Work to complete: Recast every line of the material below as a Markdown table with two columns, Row and Line: number each line in Row and put its text in Line, omitting blank lines.

**** Provided material

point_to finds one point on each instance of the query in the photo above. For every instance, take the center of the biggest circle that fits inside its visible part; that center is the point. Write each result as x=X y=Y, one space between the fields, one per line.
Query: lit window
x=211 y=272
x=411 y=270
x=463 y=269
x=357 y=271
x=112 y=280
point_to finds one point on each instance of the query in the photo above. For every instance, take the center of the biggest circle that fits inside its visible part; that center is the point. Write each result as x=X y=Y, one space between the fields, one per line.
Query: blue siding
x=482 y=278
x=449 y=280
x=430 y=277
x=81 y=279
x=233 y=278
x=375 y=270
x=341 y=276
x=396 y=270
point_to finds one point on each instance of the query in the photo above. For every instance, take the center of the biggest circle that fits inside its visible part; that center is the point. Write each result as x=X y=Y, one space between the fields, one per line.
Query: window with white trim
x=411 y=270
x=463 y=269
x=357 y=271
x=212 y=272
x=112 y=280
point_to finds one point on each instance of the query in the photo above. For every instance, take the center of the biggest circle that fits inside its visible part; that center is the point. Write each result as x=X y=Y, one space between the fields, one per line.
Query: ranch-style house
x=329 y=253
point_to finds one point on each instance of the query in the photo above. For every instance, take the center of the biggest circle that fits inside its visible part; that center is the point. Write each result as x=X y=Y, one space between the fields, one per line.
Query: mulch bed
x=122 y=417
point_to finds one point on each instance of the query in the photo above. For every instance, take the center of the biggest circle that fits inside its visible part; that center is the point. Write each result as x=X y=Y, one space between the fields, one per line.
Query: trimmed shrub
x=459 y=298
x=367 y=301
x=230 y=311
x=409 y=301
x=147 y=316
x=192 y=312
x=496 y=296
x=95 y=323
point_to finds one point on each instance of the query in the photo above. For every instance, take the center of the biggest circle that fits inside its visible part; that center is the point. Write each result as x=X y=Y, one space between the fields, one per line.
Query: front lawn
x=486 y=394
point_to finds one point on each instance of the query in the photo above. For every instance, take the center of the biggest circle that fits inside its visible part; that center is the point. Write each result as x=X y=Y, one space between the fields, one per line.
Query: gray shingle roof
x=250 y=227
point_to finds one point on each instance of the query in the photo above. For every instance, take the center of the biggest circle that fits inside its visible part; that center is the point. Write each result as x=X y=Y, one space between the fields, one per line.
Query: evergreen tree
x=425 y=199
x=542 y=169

********

Task result:
| Row | Line |
|---|---|
| 1 | point_to finds one point on each instance of the query in the photo above. For every instance, take the center of the biggest circle that fits inside its visible part; that center is the point. Write each result as x=X y=Y, one space between the fields, one per line. |
| 2 | Query: lit window |
| 3 | x=211 y=272 |
| 4 | x=411 y=270 |
| 5 | x=463 y=269 |
| 6 | x=357 y=271 |
| 7 | x=112 y=280 |
| 8 | point_to finds one point on each instance of the query in the photo above. For every instance, take the center of the biggest circle that fits inside its visible part; that center is the point. Write each result as x=X y=Y, one space between the fields, one per line. |
| 9 | Query: blue siding |
| 10 | x=482 y=278 |
| 11 | x=449 y=280 |
| 12 | x=430 y=277 |
| 13 | x=81 y=279 |
| 14 | x=233 y=278 |
| 15 | x=375 y=270 |
| 16 | x=341 y=276 |
| 17 | x=396 y=270 |
| 18 | point_to finds one point on each instance of the query in the photo above. For every instance, take the center of the biggest circle that fits inside its visible part; that center is the point. Write each result as x=X y=Y, one space between the fields, one per line. |
| 19 | Query: window with white trim |
| 20 | x=411 y=270 |
| 21 | x=463 y=269 |
| 22 | x=357 y=271 |
| 23 | x=212 y=272 |
| 24 | x=112 y=280 |
| 25 | point_to finds one point on each instance of the query in the photo above. For every instance, take the center of the biggest circle that fits inside its visible part; that center is the point. Write each result as x=X y=Y, one space between the fields, one per line. |
| 26 | Query: ranch-style house |
| 27 | x=329 y=253 |
| 28 | point_to finds one point on each instance of the query in the photo above. For every instance, take the center of the biggest circle that fits inside its visible part; that center is the point. Write each result as x=X y=Y, one space between the fields, one per line. |
| 29 | Query: mulch bed |
| 30 | x=122 y=417 |
| 31 | point_to finds one point on each instance of the query in the photo above. For every instance, take the center of the biggest circle that fits inside its visible part; that center is the point. Write each result as x=X y=Y, one space between the fields, one per line. |
| 32 | Query: trimmed shrub |
| 33 | x=459 y=298 |
| 34 | x=367 y=301 |
| 35 | x=230 y=311 |
| 36 | x=409 y=301 |
| 37 | x=147 y=316 |
| 38 | x=192 y=312 |
| 39 | x=496 y=296 |
| 40 | x=95 y=323 |
| 41 | point_to finds one point on each instance of the query in the photo above. For every instance, take the center of the biggest circle that fits inside its visible part; that center is the point. Write each result as x=X y=Y, one space between the fields, one per line. |
| 42 | Query: front lawn |
| 43 | x=486 y=394 |
| 44 | point_to finds one point on each instance of the query in the photo above. For every instance, take the center of the biggest circle that fits inside its visible part; that center is the point. Write each result as x=X y=Y, one space between the fields, one per line. |
| 45 | Query: gray shingle roof |
| 46 | x=250 y=227 |
| 47 | point_to finds one point on each instance of the query in the photo above. For every instance, take the center of the biggest circle that fits inside its visible part; that center is the point. Write each result as x=X y=Y, one space between the fields, one per line. |
| 48 | Query: evergreen tree |
| 49 | x=425 y=199 |
| 50 | x=542 y=169 |